YOUR GOAL :: Convert every line of the records below into a JSON list of strings, with one string per line and blank lines omitted.

>>>

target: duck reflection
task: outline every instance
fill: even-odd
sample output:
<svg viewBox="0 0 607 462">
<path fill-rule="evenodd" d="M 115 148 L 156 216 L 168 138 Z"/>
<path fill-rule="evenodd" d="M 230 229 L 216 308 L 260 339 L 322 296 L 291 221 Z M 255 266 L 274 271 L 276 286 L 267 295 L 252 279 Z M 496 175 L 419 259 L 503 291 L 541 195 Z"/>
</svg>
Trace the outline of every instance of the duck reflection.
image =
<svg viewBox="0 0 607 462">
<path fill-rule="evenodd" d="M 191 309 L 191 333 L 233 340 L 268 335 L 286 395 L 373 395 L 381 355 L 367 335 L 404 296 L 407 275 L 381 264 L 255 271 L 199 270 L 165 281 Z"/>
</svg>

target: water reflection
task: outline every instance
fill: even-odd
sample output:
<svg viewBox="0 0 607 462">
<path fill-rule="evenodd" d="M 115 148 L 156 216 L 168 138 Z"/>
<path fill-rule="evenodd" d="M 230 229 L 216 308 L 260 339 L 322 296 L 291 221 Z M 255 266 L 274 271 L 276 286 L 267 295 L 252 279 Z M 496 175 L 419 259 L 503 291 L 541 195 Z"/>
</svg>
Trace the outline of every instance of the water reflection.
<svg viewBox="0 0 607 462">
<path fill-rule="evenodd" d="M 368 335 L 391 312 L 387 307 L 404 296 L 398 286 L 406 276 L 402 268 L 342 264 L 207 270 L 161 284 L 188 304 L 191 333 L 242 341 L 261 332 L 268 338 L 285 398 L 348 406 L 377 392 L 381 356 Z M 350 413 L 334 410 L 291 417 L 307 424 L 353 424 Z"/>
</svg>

<<<

EXERCISE OUTPUT ::
[
  "target: duck reflection",
  "task: outline every instance",
  "fill: even-odd",
  "sample output:",
  "<svg viewBox=\"0 0 607 462\">",
  "<path fill-rule=\"evenodd\" d=\"M 115 148 L 156 216 L 168 138 Z\"/>",
  "<path fill-rule=\"evenodd\" d=\"M 230 229 L 216 308 L 260 339 L 322 296 L 291 221 Z M 255 266 L 274 271 L 276 286 L 267 295 L 252 279 Z M 496 175 L 419 259 L 503 291 L 541 195 Z\"/>",
  "</svg>",
  "Trace the outline of every instance of the duck reflection.",
  "image =",
  "<svg viewBox=\"0 0 607 462\">",
  "<path fill-rule=\"evenodd\" d=\"M 191 309 L 191 333 L 233 340 L 268 335 L 286 395 L 373 395 L 381 355 L 367 335 L 404 296 L 407 275 L 381 264 L 255 271 L 199 270 L 165 281 Z\"/>",
  "</svg>",
  "target: water reflection",
  "task: outline every instance",
  "fill: even-odd",
  "sample output:",
  "<svg viewBox=\"0 0 607 462\">",
  "<path fill-rule=\"evenodd\" d=\"M 115 148 L 156 216 L 168 138 Z\"/>",
  "<path fill-rule=\"evenodd\" d=\"M 230 229 L 216 308 L 260 339 L 322 296 L 291 221 Z M 255 266 L 274 271 L 276 286 L 267 295 L 252 279 Z M 496 175 L 419 259 L 503 291 L 541 195 Z\"/>",
  "</svg>",
  "Trace the outline of every instance of the water reflection.",
  "<svg viewBox=\"0 0 607 462\">",
  "<path fill-rule=\"evenodd\" d=\"M 368 335 L 391 312 L 387 307 L 404 296 L 398 286 L 406 276 L 402 268 L 342 264 L 207 270 L 161 284 L 188 304 L 191 333 L 242 341 L 261 332 L 268 338 L 285 398 L 348 406 L 377 392 L 381 356 Z M 350 413 L 334 410 L 291 417 L 307 424 L 353 424 Z\"/>",
  "</svg>"
]